What to work on >>
Update the entries from their start through the line holding "positive clicks: (298, 57)", inclusive, by replacing "rough mask" with "coarse mask". Reproduce only those lines, with everything else left unchanged.

Collected data

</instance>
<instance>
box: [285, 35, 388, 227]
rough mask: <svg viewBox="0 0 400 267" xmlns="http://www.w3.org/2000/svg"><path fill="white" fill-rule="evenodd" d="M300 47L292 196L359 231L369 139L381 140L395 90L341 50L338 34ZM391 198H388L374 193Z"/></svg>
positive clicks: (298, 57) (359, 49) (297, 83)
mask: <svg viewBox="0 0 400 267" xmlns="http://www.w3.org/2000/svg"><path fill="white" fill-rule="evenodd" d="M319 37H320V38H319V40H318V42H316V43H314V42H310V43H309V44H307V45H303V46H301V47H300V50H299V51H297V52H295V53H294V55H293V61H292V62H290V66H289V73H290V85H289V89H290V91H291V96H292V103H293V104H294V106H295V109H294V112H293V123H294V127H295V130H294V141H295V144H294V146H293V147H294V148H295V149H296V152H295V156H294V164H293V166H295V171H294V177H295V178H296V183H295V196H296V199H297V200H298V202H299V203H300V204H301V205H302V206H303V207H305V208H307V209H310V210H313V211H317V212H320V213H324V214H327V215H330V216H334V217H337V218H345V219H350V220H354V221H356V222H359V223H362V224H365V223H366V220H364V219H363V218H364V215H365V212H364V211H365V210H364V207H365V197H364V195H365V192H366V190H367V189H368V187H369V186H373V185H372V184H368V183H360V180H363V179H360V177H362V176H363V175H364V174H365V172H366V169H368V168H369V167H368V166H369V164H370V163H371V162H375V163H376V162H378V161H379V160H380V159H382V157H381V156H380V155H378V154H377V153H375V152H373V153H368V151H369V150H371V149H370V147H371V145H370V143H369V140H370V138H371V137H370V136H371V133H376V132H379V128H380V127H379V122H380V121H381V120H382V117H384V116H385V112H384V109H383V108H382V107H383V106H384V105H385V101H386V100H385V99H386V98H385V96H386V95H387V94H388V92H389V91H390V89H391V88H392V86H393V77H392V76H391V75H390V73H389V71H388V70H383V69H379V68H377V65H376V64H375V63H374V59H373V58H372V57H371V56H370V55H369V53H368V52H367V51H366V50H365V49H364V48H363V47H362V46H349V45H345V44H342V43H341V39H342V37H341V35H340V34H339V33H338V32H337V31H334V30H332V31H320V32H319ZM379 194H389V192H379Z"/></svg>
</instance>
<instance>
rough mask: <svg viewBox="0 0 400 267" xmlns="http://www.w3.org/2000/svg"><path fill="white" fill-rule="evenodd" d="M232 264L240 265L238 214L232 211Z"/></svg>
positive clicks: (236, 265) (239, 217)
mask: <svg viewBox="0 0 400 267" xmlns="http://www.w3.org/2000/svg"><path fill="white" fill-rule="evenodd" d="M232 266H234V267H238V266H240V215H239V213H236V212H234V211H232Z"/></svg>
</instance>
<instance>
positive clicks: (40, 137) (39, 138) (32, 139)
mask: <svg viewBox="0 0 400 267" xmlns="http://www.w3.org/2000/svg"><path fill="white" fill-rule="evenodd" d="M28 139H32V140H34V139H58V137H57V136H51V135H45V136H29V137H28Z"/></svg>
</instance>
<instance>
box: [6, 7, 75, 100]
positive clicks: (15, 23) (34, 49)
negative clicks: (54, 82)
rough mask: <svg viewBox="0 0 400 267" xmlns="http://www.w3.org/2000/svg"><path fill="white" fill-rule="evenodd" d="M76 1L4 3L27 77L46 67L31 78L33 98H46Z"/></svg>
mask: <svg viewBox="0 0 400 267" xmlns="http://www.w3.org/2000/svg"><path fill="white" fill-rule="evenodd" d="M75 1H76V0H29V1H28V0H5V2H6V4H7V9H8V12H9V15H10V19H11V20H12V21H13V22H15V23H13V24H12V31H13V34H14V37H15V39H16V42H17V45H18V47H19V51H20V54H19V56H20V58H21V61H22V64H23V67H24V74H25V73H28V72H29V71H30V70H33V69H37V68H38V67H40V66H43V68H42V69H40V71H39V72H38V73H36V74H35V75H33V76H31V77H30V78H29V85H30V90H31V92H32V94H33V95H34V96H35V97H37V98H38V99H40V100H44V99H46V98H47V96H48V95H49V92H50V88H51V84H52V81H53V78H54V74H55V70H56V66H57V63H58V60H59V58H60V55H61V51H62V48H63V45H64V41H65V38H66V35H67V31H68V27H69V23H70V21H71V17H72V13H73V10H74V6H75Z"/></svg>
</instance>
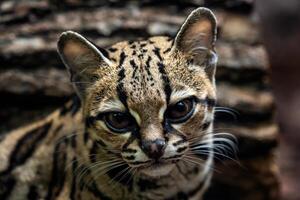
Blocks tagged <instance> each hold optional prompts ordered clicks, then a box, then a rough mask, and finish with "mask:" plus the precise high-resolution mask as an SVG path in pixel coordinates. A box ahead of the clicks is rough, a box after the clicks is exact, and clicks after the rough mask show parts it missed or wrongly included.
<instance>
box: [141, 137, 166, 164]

Problem solution >>
</instance>
<instance>
box: [285, 35, 388, 227]
coarse mask: <svg viewBox="0 0 400 267" xmlns="http://www.w3.org/2000/svg"><path fill="white" fill-rule="evenodd" d="M300 47L292 196L359 231L369 139L381 140L395 90L341 50L338 34ZM391 198H388L374 193Z"/></svg>
positive clicks: (298, 57) (359, 49) (297, 83)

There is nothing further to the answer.